■ Your goal
Answer these from the text on local anesthetics:
(a) How many patients were in the 2008 study by De Leeuw, et al.?
(b) At which medical center was the retrospective study conducted?
(c) During what period can a patient-controlled analgesia pump deliver no further boluses?

■ Provided text
===

The long-acting local anesthetics ropivacaine and levobupivacaine were developed as alternatives to the racemic bupivacaine but with a greater margin of safety due to their lesser toxic potentials [9].

A study by De Leeuw, et al. was done in 2008 to compare postoperative analgesic efficacy and the degree of sensory and motor blockade of levobupivacaine, ropivacaine, and bupivacaine to 45 patients who were given combined psoas compartment-sciatic nerve block (PCSN) for total hip arthroplasty. Motor impairment was significantly more evident in the bupivacaine group compared to that of both ropivacaine and levobupivacaine groups at 12 ( p = 0.012 ) and 48 hours ( p = 0.003 ). Levobupivacaine, bupivacaine and ropivacaine are equally effective for PCSNB in patients undergoing total hip arthroplasty. This study concluded that in terms of clinical efficacy, there were no major differences seen among the three local anesthetic agents probably due to the similarities in their chemical structures. Levobupivacaine is the S(-) enantiomer of bupivacaine and ropivacaine is a S(-) enantiomer of a propyl analog of bupivacaine [10].

Methodology

Study design and setting

This was a retrospective, analytical, observational, cohort type of an epidemiological study conducted at Makati Medical Center from October 2021 to June 2022 [11].

Operational definitions and procedures

Operational definitions:

1. Pain- Refers to an unpleasant sensory and emotional experience associated with actual or potential tissue damage, or described in terms of such damage [12].

2. Anesthesia- Refers to the complete or partial loss of sensation, with or without loss of consciousness, as a result of disease, injury, or administration of an anesthetic agent, usually by injection or inhalation [13].

3. Analgesia- Refers to absence of pain in response to stimulation which would normally be painful [12].

4. Opioid- A term that has been used mainly to designate substances that are not derived from opium, and in particular opioid peptides, such as natural substances that bind to opioid receptors and mimic the effect of morphine-like compounds [14].

5. Patient-controlled analgesia (PCA)- Refers to the delivery of analgesia via an infusion pump that is programmed to deliver a pre-determined bolus when triggered by the patient. The pump has a lockout period, during which time no further boluses can be administered [15].

===

■ Record extracts
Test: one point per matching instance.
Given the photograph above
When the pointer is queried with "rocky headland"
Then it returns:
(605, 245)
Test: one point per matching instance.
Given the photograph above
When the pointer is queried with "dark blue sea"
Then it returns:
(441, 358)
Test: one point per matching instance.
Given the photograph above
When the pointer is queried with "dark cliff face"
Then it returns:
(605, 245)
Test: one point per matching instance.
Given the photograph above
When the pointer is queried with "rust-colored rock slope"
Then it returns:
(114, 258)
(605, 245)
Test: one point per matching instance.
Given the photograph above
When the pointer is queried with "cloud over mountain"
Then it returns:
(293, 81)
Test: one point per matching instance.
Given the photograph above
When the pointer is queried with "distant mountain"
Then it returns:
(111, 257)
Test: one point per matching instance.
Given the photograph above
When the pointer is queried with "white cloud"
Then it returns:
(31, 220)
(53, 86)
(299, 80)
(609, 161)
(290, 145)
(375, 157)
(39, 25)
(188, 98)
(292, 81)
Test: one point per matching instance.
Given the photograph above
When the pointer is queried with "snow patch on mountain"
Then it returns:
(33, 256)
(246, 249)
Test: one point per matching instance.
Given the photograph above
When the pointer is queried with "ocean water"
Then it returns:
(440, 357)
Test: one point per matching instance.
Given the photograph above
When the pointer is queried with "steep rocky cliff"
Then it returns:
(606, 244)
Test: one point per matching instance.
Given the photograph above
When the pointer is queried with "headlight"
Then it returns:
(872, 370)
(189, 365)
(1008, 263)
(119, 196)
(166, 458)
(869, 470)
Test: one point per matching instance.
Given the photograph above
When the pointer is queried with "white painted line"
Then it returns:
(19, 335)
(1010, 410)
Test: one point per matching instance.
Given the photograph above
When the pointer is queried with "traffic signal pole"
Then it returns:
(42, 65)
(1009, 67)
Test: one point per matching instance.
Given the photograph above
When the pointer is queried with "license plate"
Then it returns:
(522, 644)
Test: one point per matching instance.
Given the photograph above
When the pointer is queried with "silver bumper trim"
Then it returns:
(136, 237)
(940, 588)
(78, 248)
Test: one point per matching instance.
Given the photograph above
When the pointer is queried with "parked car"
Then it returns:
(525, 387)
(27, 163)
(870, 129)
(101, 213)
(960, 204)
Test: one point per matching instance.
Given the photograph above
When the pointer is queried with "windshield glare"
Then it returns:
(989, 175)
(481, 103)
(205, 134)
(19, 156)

===

■ Written answer
(a) 45 patients
(b) Makati Medical Center
(c) The lockout period